Part of a data file:
** start **

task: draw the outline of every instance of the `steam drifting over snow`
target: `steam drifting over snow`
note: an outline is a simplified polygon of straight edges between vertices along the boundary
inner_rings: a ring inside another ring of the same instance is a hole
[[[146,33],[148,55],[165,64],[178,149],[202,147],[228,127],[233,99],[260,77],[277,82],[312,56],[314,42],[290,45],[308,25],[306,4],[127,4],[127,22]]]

** end **

[Aim]:
Retype every one of these rows precisely as they are shown.

[Completed exercise]:
task: draw the outline of every instance of the `steam drifting over snow`
target: `steam drifting over snow`
note: an outline is a simplified polygon of straight edges between vertices along the boundary
inner_rings: a ring inside another ring of the same instance is a hole
[[[146,33],[148,55],[165,64],[178,149],[202,147],[228,127],[233,99],[260,77],[277,82],[312,56],[314,42],[290,45],[308,25],[306,4],[127,4],[127,22]]]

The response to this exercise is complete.